◆ Source material
━━━━

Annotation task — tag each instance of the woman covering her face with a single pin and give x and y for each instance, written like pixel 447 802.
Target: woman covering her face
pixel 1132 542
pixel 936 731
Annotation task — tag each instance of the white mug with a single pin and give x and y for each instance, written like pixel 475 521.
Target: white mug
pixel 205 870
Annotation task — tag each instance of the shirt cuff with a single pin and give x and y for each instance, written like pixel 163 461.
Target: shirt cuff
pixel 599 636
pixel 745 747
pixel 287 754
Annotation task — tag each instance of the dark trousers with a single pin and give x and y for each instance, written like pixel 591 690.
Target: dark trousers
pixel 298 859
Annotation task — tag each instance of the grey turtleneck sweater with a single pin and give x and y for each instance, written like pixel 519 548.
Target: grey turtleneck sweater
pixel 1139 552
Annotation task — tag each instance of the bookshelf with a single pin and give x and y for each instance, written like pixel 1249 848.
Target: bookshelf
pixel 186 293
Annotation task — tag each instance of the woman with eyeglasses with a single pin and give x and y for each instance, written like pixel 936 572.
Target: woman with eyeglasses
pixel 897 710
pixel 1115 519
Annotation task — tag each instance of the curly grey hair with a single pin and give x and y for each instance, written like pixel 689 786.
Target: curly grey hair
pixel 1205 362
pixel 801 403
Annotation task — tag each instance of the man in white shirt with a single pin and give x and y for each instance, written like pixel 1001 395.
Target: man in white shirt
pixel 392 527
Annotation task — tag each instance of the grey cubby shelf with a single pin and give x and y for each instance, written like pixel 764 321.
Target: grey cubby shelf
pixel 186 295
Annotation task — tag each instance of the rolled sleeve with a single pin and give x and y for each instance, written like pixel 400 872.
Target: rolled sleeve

━━━━

◆ Stated goal
Revise the material above by replacing each occurrence of "single pin" with "single marker" and leaving everything else unchanged.

◆ Task answer
Annotation task — tag each instance of the woman covering her face with a single marker and give x and y for each instance, written like pixel 447 802.
Target: woman covering her face
pixel 1132 542
pixel 936 731
Annotation task — tag each instance of the white mug with a single marker and give x and y for each instance, written like pixel 475 521.
Target: white mug
pixel 205 870
Annotation task — tag each instance of the shirt cuff with a single marker and give x and y for each instance, written like pixel 163 461.
Target: shirt cuff
pixel 599 636
pixel 745 747
pixel 287 754
Annotation task — tag each instance of the dark trousers with a single marker and give x and y for each instance, written like pixel 591 690.
Target: dark trousers
pixel 298 859
Annotation task — tag each instance of the grey turtleneck sweater with a single marker and give x and y for each instance, written like pixel 519 548.
Target: grey turtleneck sweater
pixel 1139 552
Annotation task — tag each instance of the bookshelf with a single marker and give x and y for each instance, written like pixel 1249 848.
Target: bookshelf
pixel 186 293
Annotation task — tag each instance of the woman with eyeglasses with a single marker and give x and y for each instance, written like pixel 936 572.
Target: woman with eyeglasses
pixel 897 710
pixel 1115 519
Annotation task — tag each instance of the curly grey hair with a single marker and give x and y for each instance, written like pixel 689 786.
Target: curly grey hair
pixel 1205 362
pixel 801 403
Annotation task — tag each instance of the man in white shirt with a single marker and give x and y for each instance, written like pixel 1001 395.
Target: man in white shirt
pixel 392 527
Annotation task — tag each instance of the grey cubby shelf with a single marker and give x and y for each instance, written like pixel 764 321.
Target: grey cubby shelf
pixel 186 295
Annotation task — tag each instance of the rolled sleeve with a single marker and give x and y for each instance, written like pixel 400 872.
Target: rolled sleeve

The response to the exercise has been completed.